» **Problem details**: Copy only what runs from the line containing "point: wall-mounted street" through the end of the material below, line for line, with both ends included.

[BEGIN The input]

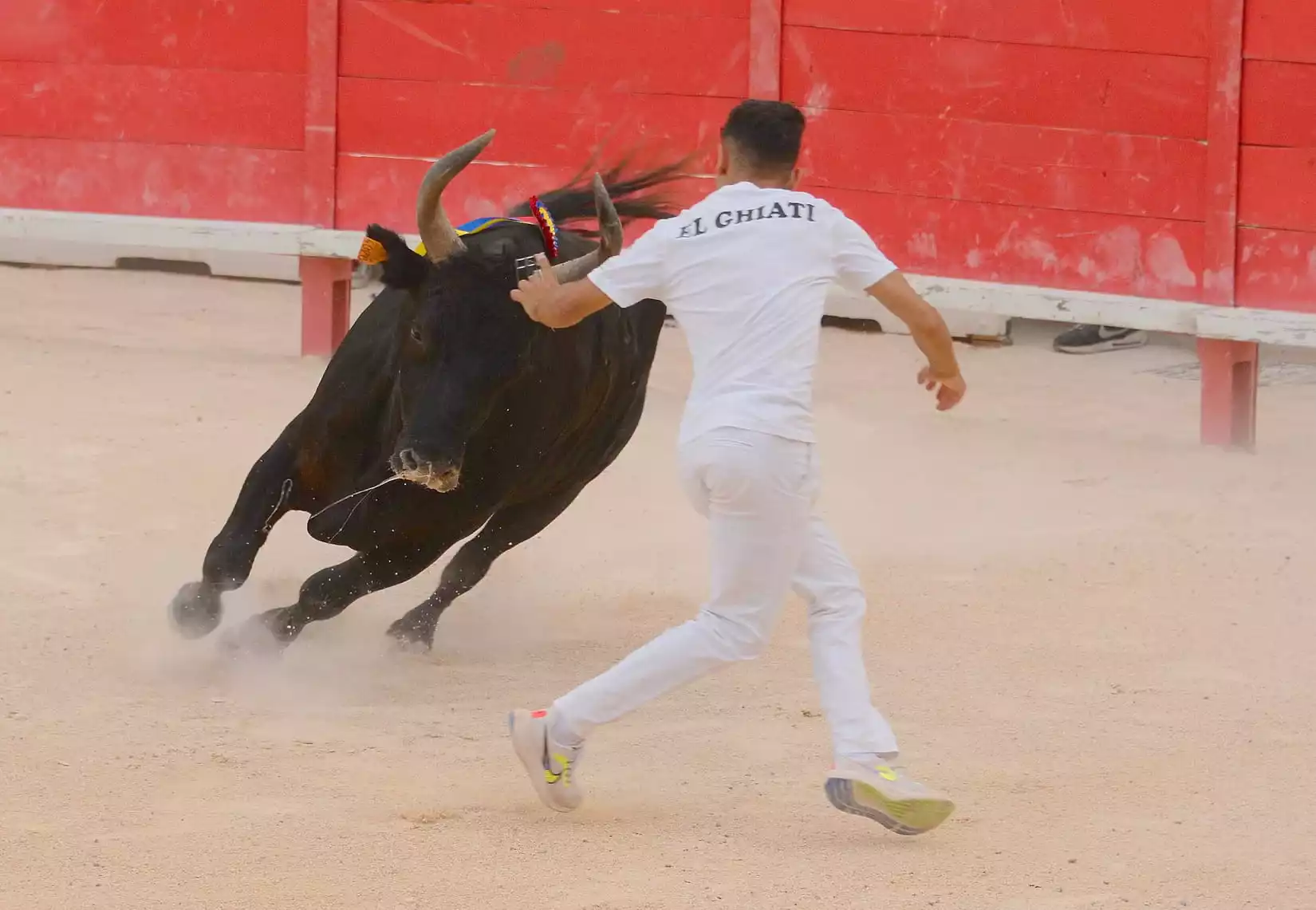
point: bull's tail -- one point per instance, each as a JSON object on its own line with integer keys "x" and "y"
{"x": 628, "y": 190}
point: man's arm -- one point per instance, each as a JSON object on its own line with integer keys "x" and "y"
{"x": 558, "y": 305}
{"x": 635, "y": 274}
{"x": 929, "y": 333}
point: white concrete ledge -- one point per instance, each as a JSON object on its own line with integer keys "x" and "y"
{"x": 251, "y": 237}
{"x": 955, "y": 295}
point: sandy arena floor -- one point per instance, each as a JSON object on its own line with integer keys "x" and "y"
{"x": 1097, "y": 636}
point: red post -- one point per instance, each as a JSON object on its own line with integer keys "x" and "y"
{"x": 325, "y": 283}
{"x": 765, "y": 49}
{"x": 1228, "y": 368}
{"x": 325, "y": 304}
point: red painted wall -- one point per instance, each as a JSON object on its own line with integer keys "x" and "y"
{"x": 1040, "y": 142}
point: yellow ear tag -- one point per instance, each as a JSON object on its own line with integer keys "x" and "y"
{"x": 372, "y": 251}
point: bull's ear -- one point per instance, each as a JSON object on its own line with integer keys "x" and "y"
{"x": 403, "y": 266}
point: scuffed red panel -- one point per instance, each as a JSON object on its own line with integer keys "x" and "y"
{"x": 1277, "y": 270}
{"x": 152, "y": 104}
{"x": 1277, "y": 188}
{"x": 1164, "y": 26}
{"x": 121, "y": 178}
{"x": 1030, "y": 166}
{"x": 1281, "y": 30}
{"x": 534, "y": 127}
{"x": 544, "y": 48}
{"x": 957, "y": 78}
{"x": 218, "y": 34}
{"x": 1077, "y": 250}
{"x": 718, "y": 8}
{"x": 1279, "y": 103}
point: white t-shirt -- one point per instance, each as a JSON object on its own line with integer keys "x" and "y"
{"x": 747, "y": 271}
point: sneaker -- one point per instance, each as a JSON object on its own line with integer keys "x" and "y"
{"x": 550, "y": 767}
{"x": 1097, "y": 338}
{"x": 882, "y": 794}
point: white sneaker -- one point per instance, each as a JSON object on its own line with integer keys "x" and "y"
{"x": 885, "y": 794}
{"x": 552, "y": 768}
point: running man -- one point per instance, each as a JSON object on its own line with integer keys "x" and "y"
{"x": 745, "y": 273}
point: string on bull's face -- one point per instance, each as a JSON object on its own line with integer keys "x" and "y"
{"x": 361, "y": 494}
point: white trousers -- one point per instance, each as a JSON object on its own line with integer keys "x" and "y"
{"x": 758, "y": 494}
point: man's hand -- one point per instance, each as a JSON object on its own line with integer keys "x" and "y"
{"x": 534, "y": 292}
{"x": 557, "y": 305}
{"x": 949, "y": 389}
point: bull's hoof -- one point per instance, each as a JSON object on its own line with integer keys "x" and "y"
{"x": 263, "y": 636}
{"x": 195, "y": 610}
{"x": 409, "y": 636}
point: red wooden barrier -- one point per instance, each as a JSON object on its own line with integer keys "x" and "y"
{"x": 1107, "y": 145}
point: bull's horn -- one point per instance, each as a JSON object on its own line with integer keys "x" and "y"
{"x": 435, "y": 230}
{"x": 609, "y": 238}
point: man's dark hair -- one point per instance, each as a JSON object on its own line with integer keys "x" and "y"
{"x": 766, "y": 135}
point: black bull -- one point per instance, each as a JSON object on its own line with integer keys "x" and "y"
{"x": 496, "y": 423}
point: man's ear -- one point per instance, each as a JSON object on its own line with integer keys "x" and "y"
{"x": 403, "y": 266}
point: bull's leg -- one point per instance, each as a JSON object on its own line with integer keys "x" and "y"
{"x": 503, "y": 531}
{"x": 266, "y": 496}
{"x": 330, "y": 591}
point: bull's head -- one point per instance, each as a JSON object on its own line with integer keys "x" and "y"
{"x": 462, "y": 340}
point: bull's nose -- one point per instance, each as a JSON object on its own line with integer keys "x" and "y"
{"x": 409, "y": 459}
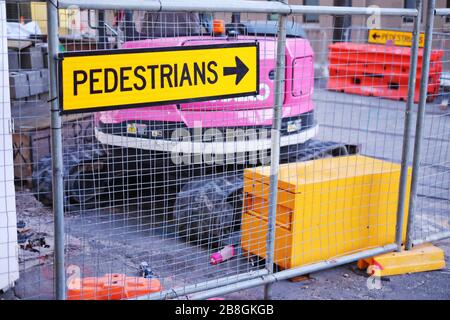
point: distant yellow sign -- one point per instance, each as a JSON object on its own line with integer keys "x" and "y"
{"x": 115, "y": 79}
{"x": 397, "y": 38}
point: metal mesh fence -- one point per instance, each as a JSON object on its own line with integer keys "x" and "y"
{"x": 176, "y": 196}
{"x": 432, "y": 213}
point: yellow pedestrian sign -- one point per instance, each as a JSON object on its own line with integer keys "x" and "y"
{"x": 129, "y": 78}
{"x": 397, "y": 38}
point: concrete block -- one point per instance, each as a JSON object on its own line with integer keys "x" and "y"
{"x": 34, "y": 79}
{"x": 31, "y": 58}
{"x": 44, "y": 80}
{"x": 18, "y": 85}
{"x": 44, "y": 50}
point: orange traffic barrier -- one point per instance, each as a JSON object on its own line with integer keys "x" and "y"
{"x": 112, "y": 286}
{"x": 379, "y": 70}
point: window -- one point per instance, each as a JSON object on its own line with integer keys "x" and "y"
{"x": 409, "y": 4}
{"x": 311, "y": 17}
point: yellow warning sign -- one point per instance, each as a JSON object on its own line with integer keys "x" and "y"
{"x": 397, "y": 38}
{"x": 128, "y": 78}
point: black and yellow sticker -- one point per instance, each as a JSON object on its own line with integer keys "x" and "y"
{"x": 129, "y": 78}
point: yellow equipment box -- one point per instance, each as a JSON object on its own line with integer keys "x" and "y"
{"x": 326, "y": 208}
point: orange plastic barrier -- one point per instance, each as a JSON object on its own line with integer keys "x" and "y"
{"x": 112, "y": 286}
{"x": 379, "y": 70}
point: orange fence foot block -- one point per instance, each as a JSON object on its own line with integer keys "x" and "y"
{"x": 425, "y": 257}
{"x": 112, "y": 286}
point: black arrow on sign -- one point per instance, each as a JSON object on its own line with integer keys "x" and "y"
{"x": 240, "y": 70}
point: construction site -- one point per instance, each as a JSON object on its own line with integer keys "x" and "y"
{"x": 240, "y": 150}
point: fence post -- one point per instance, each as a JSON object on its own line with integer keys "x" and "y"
{"x": 56, "y": 150}
{"x": 420, "y": 119}
{"x": 275, "y": 145}
{"x": 407, "y": 128}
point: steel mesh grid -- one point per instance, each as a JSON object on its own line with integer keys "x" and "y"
{"x": 432, "y": 212}
{"x": 131, "y": 209}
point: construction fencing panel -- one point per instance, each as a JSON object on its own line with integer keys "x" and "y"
{"x": 172, "y": 199}
{"x": 432, "y": 212}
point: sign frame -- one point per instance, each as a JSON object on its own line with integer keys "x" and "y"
{"x": 62, "y": 55}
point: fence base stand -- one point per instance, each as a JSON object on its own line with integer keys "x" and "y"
{"x": 425, "y": 257}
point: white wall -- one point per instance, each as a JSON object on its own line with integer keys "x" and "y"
{"x": 9, "y": 268}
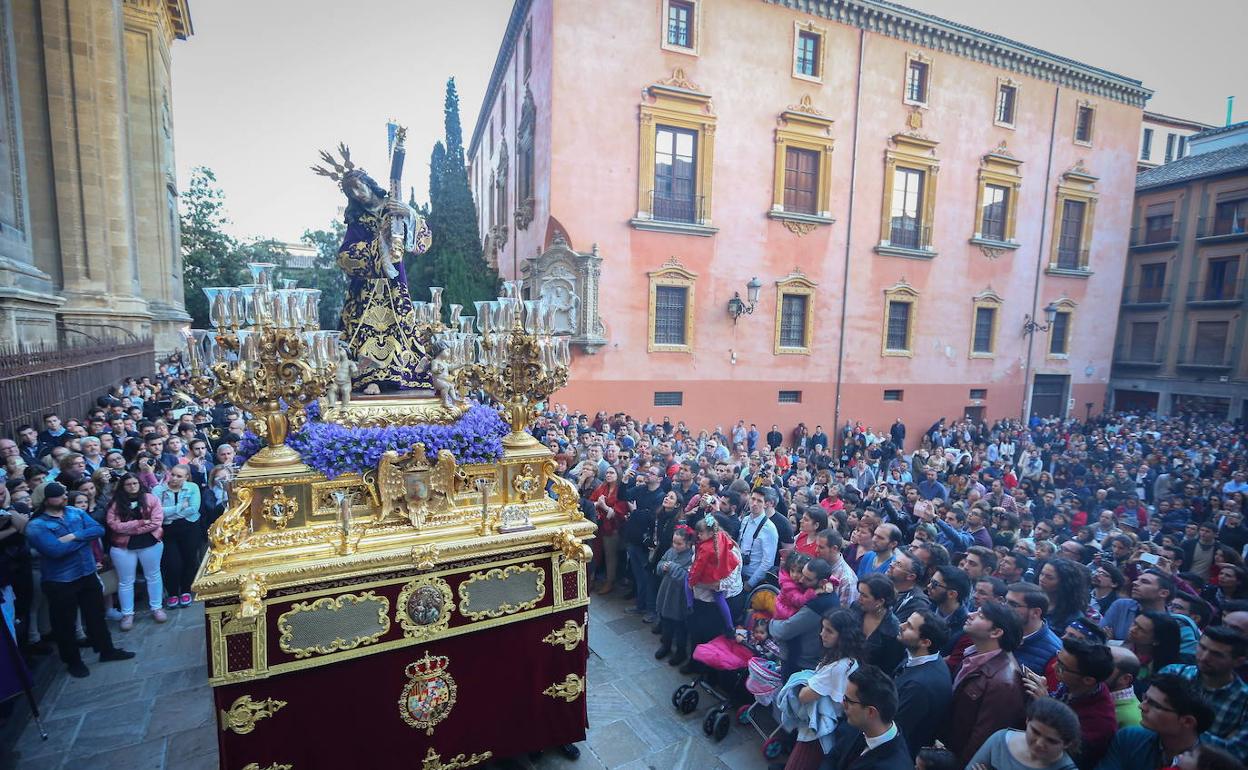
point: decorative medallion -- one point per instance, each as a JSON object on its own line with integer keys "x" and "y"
{"x": 799, "y": 227}
{"x": 424, "y": 608}
{"x": 429, "y": 693}
{"x": 514, "y": 518}
{"x": 433, "y": 760}
{"x": 280, "y": 509}
{"x": 569, "y": 637}
{"x": 245, "y": 713}
{"x": 569, "y": 689}
{"x": 426, "y": 557}
{"x": 527, "y": 483}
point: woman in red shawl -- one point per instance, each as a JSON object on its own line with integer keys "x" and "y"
{"x": 612, "y": 512}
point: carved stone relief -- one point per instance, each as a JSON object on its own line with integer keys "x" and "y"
{"x": 568, "y": 280}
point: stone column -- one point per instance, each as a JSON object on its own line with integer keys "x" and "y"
{"x": 85, "y": 81}
{"x": 149, "y": 34}
{"x": 28, "y": 306}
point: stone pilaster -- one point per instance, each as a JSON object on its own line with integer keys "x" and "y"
{"x": 28, "y": 306}
{"x": 149, "y": 34}
{"x": 85, "y": 85}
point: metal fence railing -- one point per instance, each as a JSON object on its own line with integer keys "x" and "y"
{"x": 65, "y": 380}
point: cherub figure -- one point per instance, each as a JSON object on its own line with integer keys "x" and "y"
{"x": 442, "y": 371}
{"x": 340, "y": 392}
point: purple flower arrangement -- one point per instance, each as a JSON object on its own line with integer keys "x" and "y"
{"x": 477, "y": 437}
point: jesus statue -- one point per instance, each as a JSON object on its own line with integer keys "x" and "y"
{"x": 378, "y": 321}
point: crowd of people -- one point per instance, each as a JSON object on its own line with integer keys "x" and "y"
{"x": 1055, "y": 594}
{"x": 99, "y": 508}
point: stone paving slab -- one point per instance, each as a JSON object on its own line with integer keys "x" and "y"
{"x": 155, "y": 711}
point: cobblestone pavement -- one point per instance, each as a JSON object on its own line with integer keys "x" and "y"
{"x": 155, "y": 711}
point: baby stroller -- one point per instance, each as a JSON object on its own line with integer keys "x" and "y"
{"x": 764, "y": 683}
{"x": 726, "y": 678}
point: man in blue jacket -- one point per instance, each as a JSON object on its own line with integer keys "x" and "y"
{"x": 63, "y": 537}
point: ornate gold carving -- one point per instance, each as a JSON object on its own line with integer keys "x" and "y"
{"x": 414, "y": 487}
{"x": 230, "y": 529}
{"x": 394, "y": 412}
{"x": 569, "y": 637}
{"x": 570, "y": 547}
{"x": 569, "y": 689}
{"x": 527, "y": 483}
{"x": 565, "y": 494}
{"x": 243, "y": 714}
{"x": 251, "y": 595}
{"x": 433, "y": 760}
{"x": 501, "y": 574}
{"x": 278, "y": 509}
{"x": 798, "y": 227}
{"x": 426, "y": 557}
{"x": 332, "y": 604}
{"x": 679, "y": 80}
{"x": 429, "y": 693}
{"x": 424, "y": 608}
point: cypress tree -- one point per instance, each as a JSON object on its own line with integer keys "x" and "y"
{"x": 456, "y": 260}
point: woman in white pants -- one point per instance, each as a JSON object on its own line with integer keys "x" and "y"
{"x": 135, "y": 533}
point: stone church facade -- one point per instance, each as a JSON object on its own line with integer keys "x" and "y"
{"x": 89, "y": 226}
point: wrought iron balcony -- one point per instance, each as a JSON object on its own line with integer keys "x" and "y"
{"x": 1216, "y": 293}
{"x": 667, "y": 207}
{"x": 1145, "y": 236}
{"x": 910, "y": 235}
{"x": 1222, "y": 227}
{"x": 1146, "y": 295}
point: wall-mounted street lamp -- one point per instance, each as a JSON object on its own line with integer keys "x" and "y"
{"x": 1031, "y": 327}
{"x": 736, "y": 307}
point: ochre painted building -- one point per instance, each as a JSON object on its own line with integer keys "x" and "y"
{"x": 906, "y": 190}
{"x": 89, "y": 226}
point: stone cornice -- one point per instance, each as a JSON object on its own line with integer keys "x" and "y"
{"x": 514, "y": 25}
{"x": 917, "y": 28}
{"x": 172, "y": 18}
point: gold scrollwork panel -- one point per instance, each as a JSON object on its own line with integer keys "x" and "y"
{"x": 333, "y": 624}
{"x": 499, "y": 592}
{"x": 568, "y": 637}
{"x": 243, "y": 714}
{"x": 569, "y": 689}
{"x": 433, "y": 760}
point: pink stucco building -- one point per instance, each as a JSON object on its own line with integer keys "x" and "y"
{"x": 906, "y": 191}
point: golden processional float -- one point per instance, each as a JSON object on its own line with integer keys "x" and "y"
{"x": 422, "y": 605}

[END The input]

» **Expected output**:
point: wall-mounted street lamp -- one point per instance, each as a JSON object on its own line with integer keys "x" and "y"
{"x": 1031, "y": 327}
{"x": 736, "y": 307}
point: ochre painted building -- one point per instance, each as a JSON object on its own line with integer keys "x" and "y"
{"x": 906, "y": 190}
{"x": 89, "y": 226}
point: stone cornice -- one point per instance, each as a JSON object on its own line with integer keys "x" and "y"
{"x": 514, "y": 25}
{"x": 917, "y": 28}
{"x": 172, "y": 18}
point: gold scrollwork panel -- one point per instance, each as a JSON object on its own line with integer keys "x" and "y"
{"x": 333, "y": 624}
{"x": 499, "y": 592}
{"x": 568, "y": 637}
{"x": 243, "y": 714}
{"x": 569, "y": 689}
{"x": 433, "y": 760}
point: pink stucco building -- one point per instance, each as a JSON object on its own line with integer keys "x" and "y"
{"x": 906, "y": 191}
point: golden processional float -- one point per instance, each as a JSON object on its own line with integer keys "x" and "y"
{"x": 422, "y": 605}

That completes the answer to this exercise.